- **Exercise 1**
Summarize the family memoir excerpt in two sentences.
- **Exercise 2**
Using the family memoir excerpt, decide whether each statement agrees with it: (a) The mother met the father while she was a student at the Pacific College. (b) The grandfather's toast-throwing bothered no one. (c) Often about a dozen family members sat down together for breakfast. Answer yes or no for each and quote the words of the text that decide it.
- **Exercise 3**
Write what comes next in the family memoir excerpt, starting after its last sentence.

My mother's first serious boyfriend, when she was a teenager, was an actor named Marion Morrison, who, I think, lived in Glendale, next to Eagle Rock. Later, he became well-known as John Wayne. That connection somehow survived my mother's marriage to my father, who maybe not coincidentally looked a lot like John Wayne. My mother met my father when she was a student at the Pacific College. My maternal great-grandmother, great-aunt, grandfather, grandmother, and mother were all doctors. After my father and mother were married, they moved into the small house next door to the Phinney grandparents, and it became a kind of family compound; we'd gather together for meals. Often a dozen of us would sit down for breakfast, with one member of the family cooking in the kitchen. Sometimes my grandfather would get frustrated that the food wasn't coming out fast enough. He'd go and fetch a big plate of toast from the kitchen and start tossing it at people at the table, to see who could catch it; a lot of toast ended up on the floor, but he didn't care. I loved this, though, of course, it upset his wife and everyone else.

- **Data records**
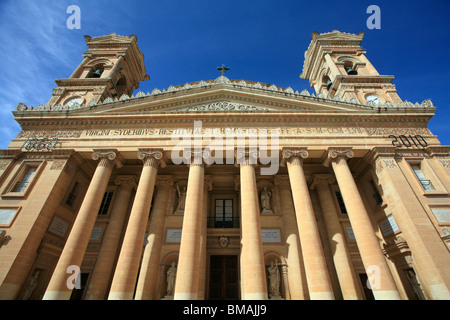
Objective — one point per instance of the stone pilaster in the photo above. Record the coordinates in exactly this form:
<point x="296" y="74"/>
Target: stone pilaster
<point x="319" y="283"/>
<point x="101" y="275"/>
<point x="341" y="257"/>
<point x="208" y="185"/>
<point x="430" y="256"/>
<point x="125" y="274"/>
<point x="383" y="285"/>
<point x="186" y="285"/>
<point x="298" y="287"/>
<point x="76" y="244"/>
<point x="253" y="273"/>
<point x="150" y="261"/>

==

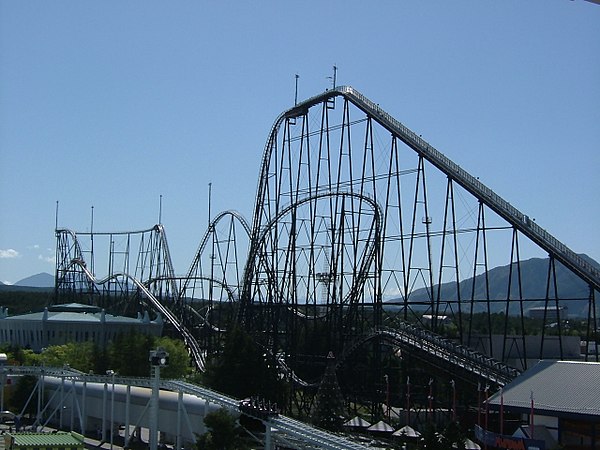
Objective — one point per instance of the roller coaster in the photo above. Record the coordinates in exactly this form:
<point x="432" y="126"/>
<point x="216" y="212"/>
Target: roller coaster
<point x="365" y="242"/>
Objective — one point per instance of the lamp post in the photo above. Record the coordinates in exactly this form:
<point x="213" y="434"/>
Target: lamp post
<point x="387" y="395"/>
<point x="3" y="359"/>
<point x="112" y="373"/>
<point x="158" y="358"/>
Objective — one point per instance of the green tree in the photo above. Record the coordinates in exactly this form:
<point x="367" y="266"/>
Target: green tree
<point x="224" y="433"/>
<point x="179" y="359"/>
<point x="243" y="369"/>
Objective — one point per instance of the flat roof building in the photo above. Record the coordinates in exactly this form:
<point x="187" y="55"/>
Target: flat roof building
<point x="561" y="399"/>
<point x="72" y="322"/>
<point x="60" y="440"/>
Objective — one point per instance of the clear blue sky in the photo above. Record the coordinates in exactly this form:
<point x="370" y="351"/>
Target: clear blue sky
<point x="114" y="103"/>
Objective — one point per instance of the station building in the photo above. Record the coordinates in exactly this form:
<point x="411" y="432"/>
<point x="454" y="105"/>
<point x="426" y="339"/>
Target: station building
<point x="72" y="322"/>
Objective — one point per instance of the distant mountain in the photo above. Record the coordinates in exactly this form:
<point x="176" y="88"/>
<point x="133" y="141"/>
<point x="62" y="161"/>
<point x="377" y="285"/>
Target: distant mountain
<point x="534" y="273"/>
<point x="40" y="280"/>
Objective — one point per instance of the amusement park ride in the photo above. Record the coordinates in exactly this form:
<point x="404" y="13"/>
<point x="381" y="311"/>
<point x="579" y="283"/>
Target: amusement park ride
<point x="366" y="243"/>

...

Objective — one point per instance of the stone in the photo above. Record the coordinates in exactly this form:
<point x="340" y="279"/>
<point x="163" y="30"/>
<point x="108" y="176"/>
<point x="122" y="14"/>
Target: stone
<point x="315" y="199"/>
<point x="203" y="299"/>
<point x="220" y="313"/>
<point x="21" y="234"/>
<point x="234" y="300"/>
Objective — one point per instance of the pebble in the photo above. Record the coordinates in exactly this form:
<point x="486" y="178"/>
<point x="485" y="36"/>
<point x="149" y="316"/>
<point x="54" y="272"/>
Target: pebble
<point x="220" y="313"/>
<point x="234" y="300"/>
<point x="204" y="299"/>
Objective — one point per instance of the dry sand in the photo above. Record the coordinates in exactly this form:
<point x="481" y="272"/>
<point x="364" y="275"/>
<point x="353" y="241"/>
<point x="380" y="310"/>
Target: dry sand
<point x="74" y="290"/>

- **Answer space 1**
The narrator's mother, whose first serious boyfriend as a teenager was the actor later known as John Wayne, married the narrator's father, and the couple moved into the small house next door to the Phinney grandparents, which became a kind of family compound where everyone gathered for meals. At those breakfasts the grandfather sometimes grew frustrated that the food was slow and tossed toast at people at the table, which the narrator loved but which upset his wife and everyone else.

- **Answer space 2**
(a) Yes: "My mother met my father when she was a student at the Pacific College."
(b) No: "I loved this, though, of course, it upset his wife and everyone else."
(c) Yes: "Often a dozen of us would sit down for breakfast, with one member of the family cooking in the kitchen."

- **Answer space 3**
My grandmother was still practicing medicine then, and so was my mother, who went on working a little after my brother and I were born. She saw some patients during the Depression, when most people had only the eggs or the vegetables they raised to pay with. There was no health insurance, and you didn't turn people away. My mother was a school doctor for a while, and the progressive Broadoaks School in Pasadena let us attend for free because she treated the children there. My mother was a great admirer of Carl Jung, and later in life she always told me that, if her health hadn't failed, she would have gone to Zurich and studied at the Institute. She lived her whole life on Maywood Avenue in Eagle Rock. First in her parents' house, then in the little house next door with my father, then later, after my grandfather died, in a house up at the top of the street, which was where I mostly grew up.
Eagle Rock had been a separate town, next to Pasadena, and a little more rural. Above us there were some estates with horses and cattle. Carle Phinney had helped to found the town and he was its first health officer; he was also in charge of the waterworks, at a time when water was a major issue in Southern California. In those days, my father informed me, L.A. had corrupt mayors and a corrupt police force, whose activities have been at least in part accounted for in the noir novels of James Ellroy.